# About this exercise:
Output the lines of the records below exactly, beginning at their first line and ending at the line with "x=434, y=217"; include no pictures.

# Recorded information:
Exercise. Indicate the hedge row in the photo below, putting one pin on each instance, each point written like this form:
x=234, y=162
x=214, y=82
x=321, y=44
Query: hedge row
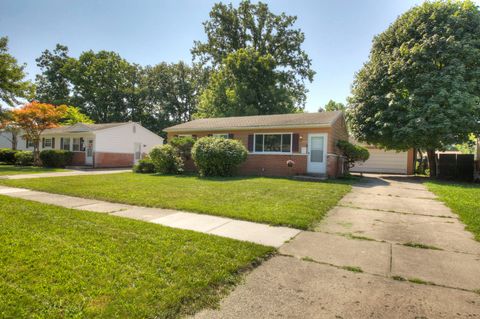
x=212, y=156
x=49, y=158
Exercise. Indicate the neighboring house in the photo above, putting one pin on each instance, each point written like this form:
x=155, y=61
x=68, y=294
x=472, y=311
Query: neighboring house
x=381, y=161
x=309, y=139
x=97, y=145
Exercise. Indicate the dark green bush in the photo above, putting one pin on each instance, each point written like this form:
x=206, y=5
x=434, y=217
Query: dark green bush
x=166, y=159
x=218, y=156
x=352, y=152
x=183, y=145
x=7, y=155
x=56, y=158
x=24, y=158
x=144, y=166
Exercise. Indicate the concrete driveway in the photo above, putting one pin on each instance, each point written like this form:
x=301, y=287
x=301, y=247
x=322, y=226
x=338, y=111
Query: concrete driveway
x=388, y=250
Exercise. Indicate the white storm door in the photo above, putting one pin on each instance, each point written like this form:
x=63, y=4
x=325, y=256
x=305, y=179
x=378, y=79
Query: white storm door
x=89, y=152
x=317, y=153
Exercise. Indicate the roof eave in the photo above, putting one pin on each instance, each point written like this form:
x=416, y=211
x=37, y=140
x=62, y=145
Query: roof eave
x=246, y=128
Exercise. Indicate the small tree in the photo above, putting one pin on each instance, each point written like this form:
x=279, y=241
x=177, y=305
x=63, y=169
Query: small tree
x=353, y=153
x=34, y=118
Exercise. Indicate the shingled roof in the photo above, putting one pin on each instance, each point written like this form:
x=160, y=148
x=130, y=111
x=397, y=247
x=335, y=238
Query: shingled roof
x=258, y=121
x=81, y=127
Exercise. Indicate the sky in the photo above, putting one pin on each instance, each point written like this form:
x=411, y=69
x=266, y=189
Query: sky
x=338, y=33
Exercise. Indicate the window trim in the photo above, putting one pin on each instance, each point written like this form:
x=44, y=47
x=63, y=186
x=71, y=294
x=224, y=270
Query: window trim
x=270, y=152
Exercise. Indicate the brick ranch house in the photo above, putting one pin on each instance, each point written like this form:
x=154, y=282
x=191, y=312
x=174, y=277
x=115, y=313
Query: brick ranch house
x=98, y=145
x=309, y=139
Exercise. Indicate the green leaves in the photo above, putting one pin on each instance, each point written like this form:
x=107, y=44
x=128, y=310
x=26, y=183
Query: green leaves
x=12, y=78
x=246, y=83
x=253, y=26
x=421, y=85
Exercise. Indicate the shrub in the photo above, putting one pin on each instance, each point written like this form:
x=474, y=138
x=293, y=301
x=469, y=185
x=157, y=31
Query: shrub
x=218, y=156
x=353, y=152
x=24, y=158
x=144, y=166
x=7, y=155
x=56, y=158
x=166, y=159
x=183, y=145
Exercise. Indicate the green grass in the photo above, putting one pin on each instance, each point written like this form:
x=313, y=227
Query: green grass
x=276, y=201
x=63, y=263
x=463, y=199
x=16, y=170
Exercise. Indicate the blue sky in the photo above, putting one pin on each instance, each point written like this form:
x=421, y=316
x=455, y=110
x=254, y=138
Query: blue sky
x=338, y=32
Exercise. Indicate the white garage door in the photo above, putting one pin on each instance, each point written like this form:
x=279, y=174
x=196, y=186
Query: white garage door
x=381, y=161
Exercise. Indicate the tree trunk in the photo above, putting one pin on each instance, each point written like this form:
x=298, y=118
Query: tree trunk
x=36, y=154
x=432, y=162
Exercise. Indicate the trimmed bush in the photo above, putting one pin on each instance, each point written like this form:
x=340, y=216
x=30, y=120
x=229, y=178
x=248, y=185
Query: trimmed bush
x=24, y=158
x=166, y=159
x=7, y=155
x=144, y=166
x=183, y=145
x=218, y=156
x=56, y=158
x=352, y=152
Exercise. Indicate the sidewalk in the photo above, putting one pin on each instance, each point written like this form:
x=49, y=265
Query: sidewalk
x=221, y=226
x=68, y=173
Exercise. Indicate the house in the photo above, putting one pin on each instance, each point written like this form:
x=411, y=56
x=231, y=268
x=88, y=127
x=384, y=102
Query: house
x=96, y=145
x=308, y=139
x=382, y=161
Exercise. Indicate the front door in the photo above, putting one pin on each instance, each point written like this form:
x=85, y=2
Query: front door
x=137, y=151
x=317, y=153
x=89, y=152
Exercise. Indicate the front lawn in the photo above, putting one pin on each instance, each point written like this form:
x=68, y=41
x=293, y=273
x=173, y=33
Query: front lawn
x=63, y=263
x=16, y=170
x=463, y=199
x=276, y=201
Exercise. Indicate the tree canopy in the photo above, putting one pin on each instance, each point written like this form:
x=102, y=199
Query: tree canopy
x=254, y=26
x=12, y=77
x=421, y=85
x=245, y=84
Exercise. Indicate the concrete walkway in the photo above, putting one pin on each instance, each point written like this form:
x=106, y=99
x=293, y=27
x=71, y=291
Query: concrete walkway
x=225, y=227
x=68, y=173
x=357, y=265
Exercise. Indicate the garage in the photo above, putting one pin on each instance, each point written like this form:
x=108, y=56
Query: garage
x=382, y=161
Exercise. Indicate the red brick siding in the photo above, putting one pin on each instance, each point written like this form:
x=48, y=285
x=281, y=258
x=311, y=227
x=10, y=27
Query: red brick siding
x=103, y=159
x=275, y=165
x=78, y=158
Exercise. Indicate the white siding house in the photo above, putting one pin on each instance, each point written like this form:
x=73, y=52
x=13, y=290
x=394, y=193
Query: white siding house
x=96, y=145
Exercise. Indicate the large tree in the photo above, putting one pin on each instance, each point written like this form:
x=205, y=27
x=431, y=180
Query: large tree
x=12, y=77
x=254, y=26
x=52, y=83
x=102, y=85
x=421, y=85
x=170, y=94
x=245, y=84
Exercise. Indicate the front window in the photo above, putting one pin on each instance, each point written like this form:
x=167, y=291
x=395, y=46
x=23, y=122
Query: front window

# Answer box:
Exercise. Indicate the hedge row in the photo below, putting one pin on each instance, each point written like this form:
x=234, y=162
x=214, y=82
x=321, y=44
Query: hedge row
x=212, y=156
x=49, y=158
Exercise. Indicate the neighboring house in the photo above, putting one pin on each instance, each point written like this form:
x=155, y=61
x=68, y=294
x=472, y=311
Query: neighboring house
x=381, y=161
x=309, y=139
x=97, y=145
Exercise. Indicate the dark green bush in the photo above, putting one pin on each instance, each point written like this form:
x=206, y=5
x=434, y=217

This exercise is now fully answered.